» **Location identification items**
——
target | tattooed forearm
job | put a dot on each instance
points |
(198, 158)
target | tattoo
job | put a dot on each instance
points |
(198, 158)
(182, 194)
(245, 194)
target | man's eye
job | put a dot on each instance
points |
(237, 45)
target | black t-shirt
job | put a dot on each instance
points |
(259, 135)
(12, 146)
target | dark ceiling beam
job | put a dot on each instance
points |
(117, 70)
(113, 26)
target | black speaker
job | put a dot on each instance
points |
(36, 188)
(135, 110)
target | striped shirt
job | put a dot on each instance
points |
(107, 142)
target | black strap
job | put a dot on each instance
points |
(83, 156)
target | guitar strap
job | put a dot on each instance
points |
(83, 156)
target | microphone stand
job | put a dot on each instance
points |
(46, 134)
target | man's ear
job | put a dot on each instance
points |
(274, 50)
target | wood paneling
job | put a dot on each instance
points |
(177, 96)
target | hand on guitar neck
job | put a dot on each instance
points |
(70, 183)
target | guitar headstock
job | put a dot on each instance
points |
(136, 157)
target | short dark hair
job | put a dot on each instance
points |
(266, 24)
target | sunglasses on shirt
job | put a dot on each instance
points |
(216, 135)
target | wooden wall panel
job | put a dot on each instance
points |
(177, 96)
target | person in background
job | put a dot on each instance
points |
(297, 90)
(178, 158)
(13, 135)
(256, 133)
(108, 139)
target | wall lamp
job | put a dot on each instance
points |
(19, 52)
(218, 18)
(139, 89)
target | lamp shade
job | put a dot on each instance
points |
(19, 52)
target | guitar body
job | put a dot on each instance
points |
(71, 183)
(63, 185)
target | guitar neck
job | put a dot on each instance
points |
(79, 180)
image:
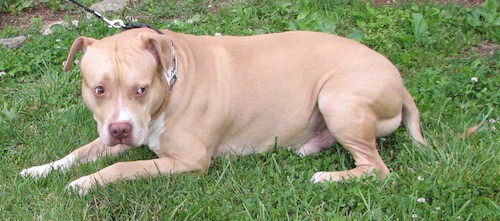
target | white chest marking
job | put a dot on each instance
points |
(156, 128)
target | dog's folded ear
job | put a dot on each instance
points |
(160, 46)
(81, 43)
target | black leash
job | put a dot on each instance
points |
(117, 23)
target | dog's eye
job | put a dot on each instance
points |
(99, 90)
(141, 90)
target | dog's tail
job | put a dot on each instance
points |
(411, 117)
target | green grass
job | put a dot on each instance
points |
(42, 118)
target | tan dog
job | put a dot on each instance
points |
(192, 98)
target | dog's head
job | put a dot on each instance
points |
(123, 82)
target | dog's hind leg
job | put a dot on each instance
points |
(353, 124)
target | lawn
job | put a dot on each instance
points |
(448, 55)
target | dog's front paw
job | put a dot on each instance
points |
(36, 172)
(82, 185)
(321, 177)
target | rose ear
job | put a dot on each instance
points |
(160, 46)
(81, 43)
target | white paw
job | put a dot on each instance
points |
(36, 172)
(321, 177)
(81, 185)
(44, 170)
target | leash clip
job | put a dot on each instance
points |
(117, 23)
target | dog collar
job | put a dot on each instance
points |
(171, 74)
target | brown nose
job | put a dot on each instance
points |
(120, 131)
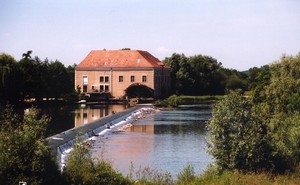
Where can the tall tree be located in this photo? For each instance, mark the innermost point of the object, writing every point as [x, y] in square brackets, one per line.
[10, 86]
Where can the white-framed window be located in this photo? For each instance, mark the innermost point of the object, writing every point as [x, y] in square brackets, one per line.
[104, 88]
[85, 80]
[144, 78]
[132, 78]
[121, 78]
[104, 79]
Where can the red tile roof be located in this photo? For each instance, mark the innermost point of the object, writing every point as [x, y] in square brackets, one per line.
[120, 59]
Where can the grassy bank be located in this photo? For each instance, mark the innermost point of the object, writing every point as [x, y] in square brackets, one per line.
[200, 99]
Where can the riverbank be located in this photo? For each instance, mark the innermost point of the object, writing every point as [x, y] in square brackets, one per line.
[61, 143]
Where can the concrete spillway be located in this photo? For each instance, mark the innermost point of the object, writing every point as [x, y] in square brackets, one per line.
[59, 143]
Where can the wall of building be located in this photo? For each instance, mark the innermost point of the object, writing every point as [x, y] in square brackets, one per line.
[116, 87]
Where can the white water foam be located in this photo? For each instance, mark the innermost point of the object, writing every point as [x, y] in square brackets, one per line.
[64, 150]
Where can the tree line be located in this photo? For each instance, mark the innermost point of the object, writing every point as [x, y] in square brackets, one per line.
[202, 75]
[195, 75]
[34, 78]
[260, 132]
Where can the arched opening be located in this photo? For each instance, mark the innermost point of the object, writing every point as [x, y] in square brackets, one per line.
[139, 91]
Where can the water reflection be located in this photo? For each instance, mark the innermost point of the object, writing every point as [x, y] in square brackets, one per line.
[69, 116]
[166, 141]
[90, 113]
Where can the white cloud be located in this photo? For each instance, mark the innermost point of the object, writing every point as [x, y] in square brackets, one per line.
[163, 50]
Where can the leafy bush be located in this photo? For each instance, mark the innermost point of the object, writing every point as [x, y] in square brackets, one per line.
[25, 155]
[81, 169]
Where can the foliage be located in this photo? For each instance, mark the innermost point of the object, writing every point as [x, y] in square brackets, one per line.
[81, 169]
[187, 175]
[202, 75]
[238, 135]
[261, 133]
[10, 80]
[152, 177]
[139, 91]
[34, 78]
[25, 155]
[212, 176]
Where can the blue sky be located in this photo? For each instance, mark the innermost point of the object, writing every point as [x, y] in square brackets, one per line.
[239, 33]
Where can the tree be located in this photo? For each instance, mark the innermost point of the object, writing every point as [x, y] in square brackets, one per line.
[238, 136]
[10, 86]
[27, 55]
[59, 81]
[33, 72]
[251, 135]
[25, 155]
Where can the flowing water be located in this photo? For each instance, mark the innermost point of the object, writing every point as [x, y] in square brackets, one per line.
[165, 140]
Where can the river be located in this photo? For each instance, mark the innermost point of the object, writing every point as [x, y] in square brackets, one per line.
[165, 140]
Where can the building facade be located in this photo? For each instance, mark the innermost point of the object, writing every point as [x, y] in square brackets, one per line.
[113, 71]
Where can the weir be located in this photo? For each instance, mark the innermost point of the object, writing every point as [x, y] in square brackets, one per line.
[65, 140]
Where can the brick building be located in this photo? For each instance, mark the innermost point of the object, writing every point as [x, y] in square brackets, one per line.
[113, 71]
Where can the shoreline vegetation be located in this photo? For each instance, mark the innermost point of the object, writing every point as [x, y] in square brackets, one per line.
[175, 101]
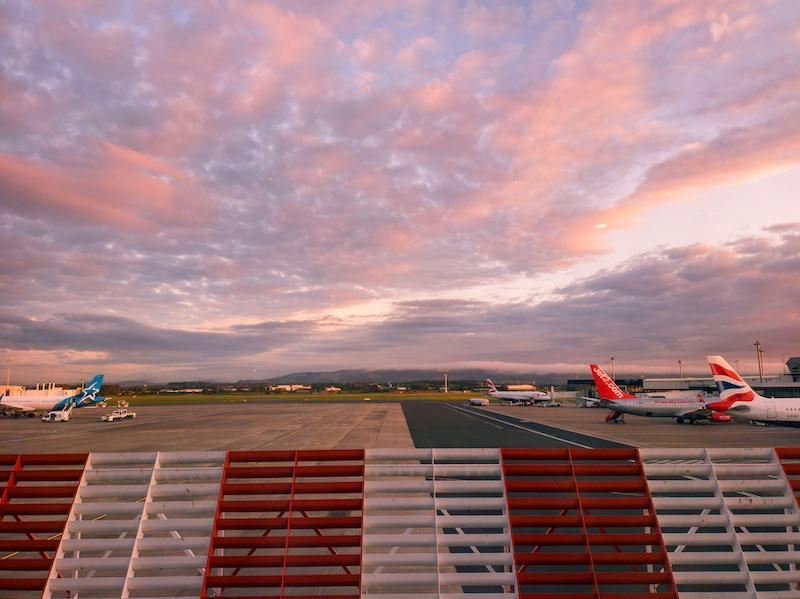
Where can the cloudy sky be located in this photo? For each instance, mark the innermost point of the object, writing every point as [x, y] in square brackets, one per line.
[222, 189]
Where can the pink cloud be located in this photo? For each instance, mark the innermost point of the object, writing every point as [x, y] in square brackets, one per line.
[113, 186]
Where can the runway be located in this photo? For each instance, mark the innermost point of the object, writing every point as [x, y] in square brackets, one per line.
[456, 425]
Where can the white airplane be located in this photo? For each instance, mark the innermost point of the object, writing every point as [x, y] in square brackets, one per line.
[680, 405]
[738, 400]
[478, 401]
[30, 404]
[517, 396]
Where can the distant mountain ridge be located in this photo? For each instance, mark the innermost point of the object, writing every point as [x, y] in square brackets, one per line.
[410, 375]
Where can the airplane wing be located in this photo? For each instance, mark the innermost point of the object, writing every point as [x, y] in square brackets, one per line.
[697, 413]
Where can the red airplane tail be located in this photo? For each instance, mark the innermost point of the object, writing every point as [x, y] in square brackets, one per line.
[606, 388]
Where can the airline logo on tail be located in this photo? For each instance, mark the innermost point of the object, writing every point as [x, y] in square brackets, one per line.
[606, 388]
[86, 397]
[732, 387]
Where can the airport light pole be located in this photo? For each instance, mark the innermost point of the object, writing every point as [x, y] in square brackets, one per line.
[760, 360]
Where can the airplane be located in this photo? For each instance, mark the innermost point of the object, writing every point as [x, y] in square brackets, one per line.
——
» **What needs to be done**
Copy out every line from the one containing "Where can the runway" to the end of the material, both ends included.

» **Answer to the exercise**
Where can the runway be located in this photo? For each instance, mark the innermost point of the object, writing every point as [x, y] in square brackets, one per line.
[456, 425]
Where can the white airplane be located in this photo? For each instance, mark the innermost point of the object, writing every point as [x, y] in square brackets, one per line.
[680, 405]
[738, 400]
[478, 401]
[30, 404]
[517, 396]
Where can the distant mountain ridge be located in this photo? For each instance, mark the innermost point of the object, writing every point as [x, y] in square brackets, one per line.
[410, 375]
Where can the airplane wing be located in this photo? For each instance, mark the innermost point of the object, writing every point as [x, y] in square brackets, one per line.
[697, 413]
Where can the red airplane tail be located in this photo? For each instance, mark the innermost point of the object, writing every point as [x, y] in square brackets, one per line.
[606, 388]
Where can the airline logo on tail be located in this photo? For each instance, mark the innermost point of the object, writing every point as [x, y] in square brackets, one per line.
[606, 388]
[86, 397]
[732, 387]
Where can the airport light pole be located in this photo? For each instance, mark the innermost point of the object, writing every point as [x, y] in square brackets, one per line.
[760, 360]
Where can the airplane be located in this photo? For each instance, mark the innermost point of the object, writing every point as [x, y] in square brackets, one per line.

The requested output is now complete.